• PROBLEMS TO SOLVE:
A) In the smart shoes text, what do the pressure sensors inside the shoes measure?
B) Gather every line of the records that contains the word "instance". Case counts.

• SOURCE:
= = = = = = =

AI-powered smart shoes would need to collect a variety of data, including pressure points on foot, gait patterns, movement tracking, and foot shape, which would be stored on a cloud-based platform, such as a mobile app to ensure real-time analysis, long-term tracking, and personalized feedback. Pressure sensors within the shoes measure the distribution of force across key areas like the heel, midfoot, and forefoot, helping the AI to monitor how force is distributed during walking, running, or jumping. Accelerometers track motion and movement dynamics, allowing the AI to analyze how I move, offering adjustments for more efficient or safer movement. Infrared foot scanners could map the contours of the foot, detecting changes in shape or swelling and automatically adjusting the fit using shape memory materials or adaptive tension systems.
While smart shoes provide advanced features, they also pose risks related to data security and inaccurate feedback. These shoes collect personal data, including details about your foot pressure, gait, and even location which might be exposed to hackers. For example, using GPS sensors to monitor running or walking routes could unintentionally reveal personal habits, like where you live or your regular travel locations (Balaban, 2024). In the worst case, someone could access this data and grasp your routes, allowing them to break into your home while you’re away.
Furthermore, inaccurate AI feedback could also present risks if it incorrectly adjusts your shoes and gives you the wrong recommendations. For instance, there were instances where wearable fitness trackers often provided inaccurate readings and activity data to the users during physical activity, which resulted in misinformed decisions about the user’s activity (Hymas, 2024). Misinterpreting sensor data in AI-powered shoes could have similar consequences, leading to incorrect adjustments to the fit or cushioning. Without proper consideration of factors like fatigue or overuse, the system could make recommendations that might not be in the user’s best interest.

= = = = = = =

• DATASET RECORDS:
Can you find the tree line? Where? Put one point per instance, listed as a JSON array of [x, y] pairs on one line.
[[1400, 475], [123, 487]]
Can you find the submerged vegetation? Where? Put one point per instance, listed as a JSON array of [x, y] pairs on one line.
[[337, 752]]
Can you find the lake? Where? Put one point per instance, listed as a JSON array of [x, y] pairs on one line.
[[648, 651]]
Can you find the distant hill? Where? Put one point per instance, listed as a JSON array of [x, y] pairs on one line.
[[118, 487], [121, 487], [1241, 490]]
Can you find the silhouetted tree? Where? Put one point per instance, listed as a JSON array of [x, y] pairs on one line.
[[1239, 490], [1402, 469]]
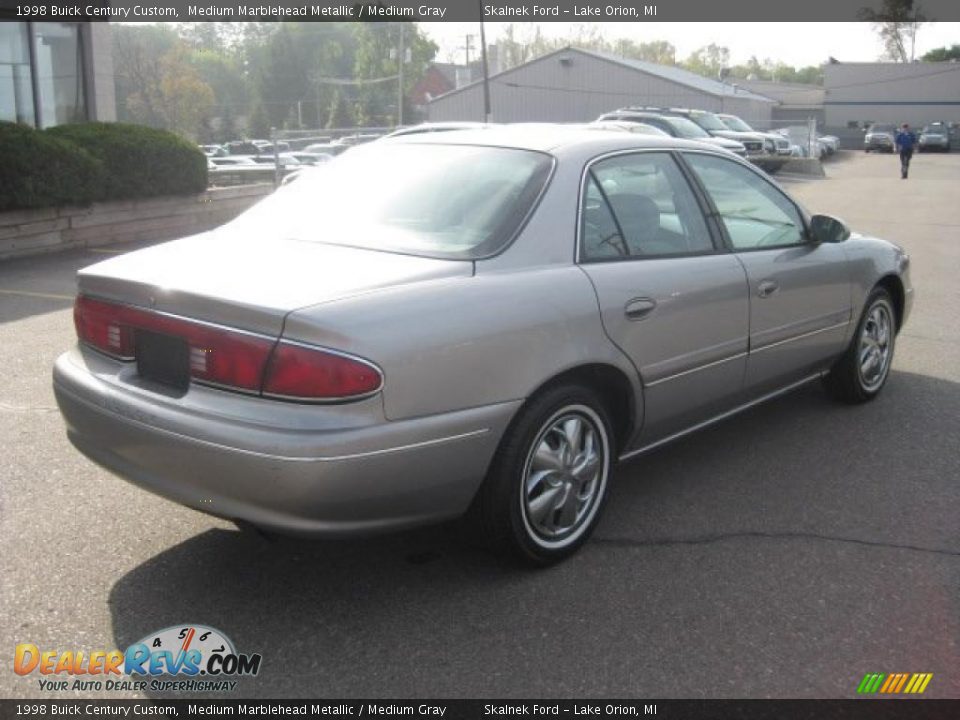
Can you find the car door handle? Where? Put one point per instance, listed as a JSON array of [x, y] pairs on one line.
[[639, 308], [767, 288]]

= = = = = = =

• ANSWERS GIVEN:
A) They measure how force is distributed across key areas of the foot, such as the heel, midfoot, and forefoot.

B)
Can you find the tree line? Where? Put one point per instance, listed as a JSON array of [x, y] pairs on one line.
Can you find the submerged vegetation? Where? Put one point per instance, listed as a JSON array of [x, y] pairs on one line.
Can you find the lake? Where? Put one point per instance, listed as a JSON array of [x, y] pairs on one line.
Can you find the distant hill? Where? Put one point per instance, listed as a JSON array of [x, y] pairs on one line.
Can you find the silhouetted tree? Where? Put one point per instance, listed as a JSON array of [x, y] pairs on one line.
Can you find the car door handle? Where? Put one point per instance, listed as a JSON array of [x, y] pairs on one line.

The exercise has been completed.